The Future of Liberalism represents the culmination of four decades of thinking and writing about contemporary politics by Alan Wolfe, one of America’s leading scholars, hailed by one critic as “one of liberalism’s last and most loyal sons.” Wolfe mines the bedrock of the liberal tradition, explaining how Immanuel Kant, John Stuart Mill, John Dewey, and other celebrated minds helped shape liberalism’s central philosophy. Wolfe also examines those who have challenged liberalism since its inception, from Jean-Jacques Rousseau to modern conservatives, religious fundamentalists, and evolutionary theorists such as Richard Dawkins.

Drawing on both the inspiration and insights of seminal works such as John Locke’s Second Treatise on Government, Adam Smith’s Theory of Moral Sentiments, Kant’s essay “What is Enlightenment?,” and Mill’s On Liberty and The Subjection of Women, Wolfe ambitiously sets out to define what it truly means to be a liberal. He analyzes and applauds liberalism’s capacious conception of human nature, belief that people outweigh ideology, passion for social justice, faith in reason and intellectual openness, and respect for individualism. And we see how the liberal tradition can influence and illuminate contemporary debates on immigration, abortion, executive power, religious freedom, and free speech.

..............................

# [Questions to answer]
A: Answer these questions from the book description about The Future of Liberalism:
(i) Which evolutionary theorist is named among those who have challenged liberalism?
(ii) Which work by Adam Smith is listed among the seminal works Wolfe draws on?
(iii) What contemporary debates does the liberal tradition influence, according to the description?
B: Extend the book description about The Future of Liberalism, starting after its last sentence.
The data below has no connection to the book description above.

# [Data records]
..............................

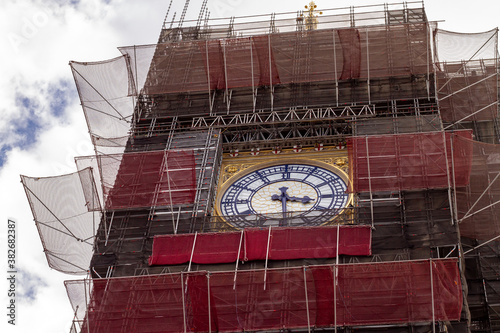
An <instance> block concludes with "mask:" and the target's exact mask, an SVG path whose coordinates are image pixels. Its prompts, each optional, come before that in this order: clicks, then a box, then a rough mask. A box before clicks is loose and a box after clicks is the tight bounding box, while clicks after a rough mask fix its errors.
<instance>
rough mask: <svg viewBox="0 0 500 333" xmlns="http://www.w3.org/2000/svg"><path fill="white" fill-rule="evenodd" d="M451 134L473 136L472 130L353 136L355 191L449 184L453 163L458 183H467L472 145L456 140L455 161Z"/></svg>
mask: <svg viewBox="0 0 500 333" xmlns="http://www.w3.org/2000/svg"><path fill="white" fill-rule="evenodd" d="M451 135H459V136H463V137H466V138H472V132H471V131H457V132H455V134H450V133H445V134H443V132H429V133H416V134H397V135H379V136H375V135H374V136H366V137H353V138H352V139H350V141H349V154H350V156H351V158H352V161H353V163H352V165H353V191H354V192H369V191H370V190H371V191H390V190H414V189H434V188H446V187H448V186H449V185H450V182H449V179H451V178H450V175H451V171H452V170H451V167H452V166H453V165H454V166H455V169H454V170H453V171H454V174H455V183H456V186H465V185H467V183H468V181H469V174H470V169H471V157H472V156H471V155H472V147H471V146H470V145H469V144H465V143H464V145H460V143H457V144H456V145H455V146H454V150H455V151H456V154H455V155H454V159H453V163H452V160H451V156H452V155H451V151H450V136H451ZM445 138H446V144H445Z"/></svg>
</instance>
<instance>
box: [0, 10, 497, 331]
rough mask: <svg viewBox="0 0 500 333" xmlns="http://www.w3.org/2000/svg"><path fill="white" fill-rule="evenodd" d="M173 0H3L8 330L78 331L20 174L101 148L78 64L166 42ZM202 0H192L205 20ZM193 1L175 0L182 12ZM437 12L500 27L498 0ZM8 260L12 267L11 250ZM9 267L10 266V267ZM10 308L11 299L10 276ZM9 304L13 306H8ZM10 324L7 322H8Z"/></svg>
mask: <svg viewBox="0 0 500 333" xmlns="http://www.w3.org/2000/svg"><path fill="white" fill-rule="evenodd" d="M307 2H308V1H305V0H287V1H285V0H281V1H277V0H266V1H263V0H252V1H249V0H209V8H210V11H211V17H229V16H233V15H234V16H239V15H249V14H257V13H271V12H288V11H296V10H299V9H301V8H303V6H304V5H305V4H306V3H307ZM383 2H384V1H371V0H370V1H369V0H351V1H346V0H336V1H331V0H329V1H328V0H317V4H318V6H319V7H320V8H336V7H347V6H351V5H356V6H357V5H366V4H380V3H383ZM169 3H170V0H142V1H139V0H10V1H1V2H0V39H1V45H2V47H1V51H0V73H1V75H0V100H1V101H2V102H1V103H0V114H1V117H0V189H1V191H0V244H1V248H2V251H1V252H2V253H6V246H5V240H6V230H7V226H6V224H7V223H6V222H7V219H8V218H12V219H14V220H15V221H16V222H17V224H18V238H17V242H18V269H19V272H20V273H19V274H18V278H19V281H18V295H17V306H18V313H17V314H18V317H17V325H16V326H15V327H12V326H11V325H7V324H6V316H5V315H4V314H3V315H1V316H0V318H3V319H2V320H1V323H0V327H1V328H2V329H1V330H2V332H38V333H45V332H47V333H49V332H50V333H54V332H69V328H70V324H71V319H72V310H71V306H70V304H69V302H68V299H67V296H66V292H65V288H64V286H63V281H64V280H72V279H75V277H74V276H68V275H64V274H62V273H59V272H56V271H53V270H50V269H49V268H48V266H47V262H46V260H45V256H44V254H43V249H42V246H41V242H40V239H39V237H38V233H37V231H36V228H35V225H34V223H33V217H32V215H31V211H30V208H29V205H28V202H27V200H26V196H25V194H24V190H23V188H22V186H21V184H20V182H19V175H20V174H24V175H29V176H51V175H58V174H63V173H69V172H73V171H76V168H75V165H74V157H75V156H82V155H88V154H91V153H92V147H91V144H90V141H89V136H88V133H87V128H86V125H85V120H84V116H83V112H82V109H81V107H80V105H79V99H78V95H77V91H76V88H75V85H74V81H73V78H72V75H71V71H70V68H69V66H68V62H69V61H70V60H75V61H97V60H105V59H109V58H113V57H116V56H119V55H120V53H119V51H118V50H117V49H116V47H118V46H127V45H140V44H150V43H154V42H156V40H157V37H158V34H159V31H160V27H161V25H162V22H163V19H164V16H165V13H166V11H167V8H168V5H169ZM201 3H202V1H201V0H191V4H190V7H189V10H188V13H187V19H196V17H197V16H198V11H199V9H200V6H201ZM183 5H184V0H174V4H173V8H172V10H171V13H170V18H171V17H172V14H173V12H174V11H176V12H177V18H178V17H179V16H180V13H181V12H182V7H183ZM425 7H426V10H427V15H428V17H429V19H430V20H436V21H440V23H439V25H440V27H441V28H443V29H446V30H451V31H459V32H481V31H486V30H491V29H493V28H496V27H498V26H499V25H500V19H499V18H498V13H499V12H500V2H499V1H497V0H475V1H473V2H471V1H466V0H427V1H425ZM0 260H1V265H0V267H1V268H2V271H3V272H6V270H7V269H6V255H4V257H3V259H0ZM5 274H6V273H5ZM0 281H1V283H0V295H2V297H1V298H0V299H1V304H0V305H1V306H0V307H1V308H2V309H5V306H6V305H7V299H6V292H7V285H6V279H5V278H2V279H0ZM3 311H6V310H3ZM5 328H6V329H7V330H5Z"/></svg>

..............................

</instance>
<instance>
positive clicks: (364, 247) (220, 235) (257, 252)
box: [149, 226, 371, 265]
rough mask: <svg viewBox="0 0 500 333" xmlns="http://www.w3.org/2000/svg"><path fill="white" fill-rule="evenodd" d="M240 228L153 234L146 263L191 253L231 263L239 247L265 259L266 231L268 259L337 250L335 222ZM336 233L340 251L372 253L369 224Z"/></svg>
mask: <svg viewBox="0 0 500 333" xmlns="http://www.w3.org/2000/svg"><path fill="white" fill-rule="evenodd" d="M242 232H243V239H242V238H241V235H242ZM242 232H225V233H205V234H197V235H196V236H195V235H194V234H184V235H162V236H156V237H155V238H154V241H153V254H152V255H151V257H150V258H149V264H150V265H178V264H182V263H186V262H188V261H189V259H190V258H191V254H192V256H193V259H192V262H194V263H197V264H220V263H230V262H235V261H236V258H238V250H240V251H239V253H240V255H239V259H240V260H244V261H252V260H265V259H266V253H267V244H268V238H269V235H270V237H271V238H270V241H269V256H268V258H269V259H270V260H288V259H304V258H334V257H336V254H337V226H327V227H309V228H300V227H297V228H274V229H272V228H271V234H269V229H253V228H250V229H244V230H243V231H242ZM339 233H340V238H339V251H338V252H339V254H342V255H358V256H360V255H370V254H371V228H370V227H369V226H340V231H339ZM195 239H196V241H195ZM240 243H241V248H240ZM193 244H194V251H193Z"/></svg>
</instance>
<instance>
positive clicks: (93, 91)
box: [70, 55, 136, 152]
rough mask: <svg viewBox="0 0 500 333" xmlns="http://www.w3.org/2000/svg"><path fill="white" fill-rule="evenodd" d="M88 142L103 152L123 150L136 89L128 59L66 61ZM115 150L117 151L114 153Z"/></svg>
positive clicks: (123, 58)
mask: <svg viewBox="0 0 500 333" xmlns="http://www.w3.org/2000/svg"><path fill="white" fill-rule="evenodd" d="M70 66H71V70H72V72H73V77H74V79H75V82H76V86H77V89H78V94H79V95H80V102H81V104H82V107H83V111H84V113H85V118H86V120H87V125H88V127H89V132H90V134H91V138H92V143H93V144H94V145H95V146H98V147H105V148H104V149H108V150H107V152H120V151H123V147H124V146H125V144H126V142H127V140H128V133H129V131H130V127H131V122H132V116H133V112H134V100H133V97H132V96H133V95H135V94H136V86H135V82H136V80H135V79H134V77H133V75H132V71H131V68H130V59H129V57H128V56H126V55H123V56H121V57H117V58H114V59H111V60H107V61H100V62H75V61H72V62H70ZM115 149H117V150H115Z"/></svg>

..............................

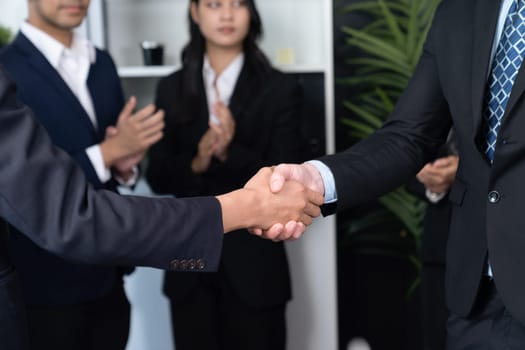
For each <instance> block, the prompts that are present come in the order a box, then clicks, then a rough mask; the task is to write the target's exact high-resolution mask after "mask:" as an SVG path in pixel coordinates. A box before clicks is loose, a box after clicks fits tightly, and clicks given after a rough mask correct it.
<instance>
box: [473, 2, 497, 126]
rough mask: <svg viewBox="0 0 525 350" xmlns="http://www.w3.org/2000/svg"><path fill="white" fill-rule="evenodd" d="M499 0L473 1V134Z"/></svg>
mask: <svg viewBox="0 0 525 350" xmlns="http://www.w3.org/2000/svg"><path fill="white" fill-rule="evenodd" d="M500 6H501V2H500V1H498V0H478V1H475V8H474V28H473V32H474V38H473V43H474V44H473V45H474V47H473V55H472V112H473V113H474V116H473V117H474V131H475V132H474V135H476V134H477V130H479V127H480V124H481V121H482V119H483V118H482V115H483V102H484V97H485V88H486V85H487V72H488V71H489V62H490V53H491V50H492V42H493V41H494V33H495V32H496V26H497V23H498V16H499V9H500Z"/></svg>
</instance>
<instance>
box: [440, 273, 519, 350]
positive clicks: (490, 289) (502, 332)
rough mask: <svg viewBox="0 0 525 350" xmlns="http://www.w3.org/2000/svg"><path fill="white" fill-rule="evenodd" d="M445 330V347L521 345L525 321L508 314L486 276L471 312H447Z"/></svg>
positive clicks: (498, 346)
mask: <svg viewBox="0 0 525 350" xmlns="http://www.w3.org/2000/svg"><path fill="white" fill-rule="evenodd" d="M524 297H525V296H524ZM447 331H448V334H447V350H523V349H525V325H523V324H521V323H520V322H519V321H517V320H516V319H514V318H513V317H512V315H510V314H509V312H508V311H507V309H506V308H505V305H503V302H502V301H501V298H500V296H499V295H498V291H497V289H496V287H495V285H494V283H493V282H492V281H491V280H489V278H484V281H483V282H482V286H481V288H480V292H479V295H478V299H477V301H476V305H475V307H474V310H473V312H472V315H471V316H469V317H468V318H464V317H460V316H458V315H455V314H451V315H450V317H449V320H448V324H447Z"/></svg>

..............................

# [Numbered answers]
A:
(i) Richard Dawkins
(ii) Theory of Moral Sentiments
(iii) Immigration, abortion, executive power, religious freedom, and free speech

B:
But Wolfe also makes it clear that before liberalism can be successfully applied to today’s problems, it needs to be recovered, understood, and embraced—not just by Americans but by all modern people—as the most beneficial way to live in our complex modern world. The Future of Liberalism is a crucial, enlightening, and immensely rewarding step in that direction.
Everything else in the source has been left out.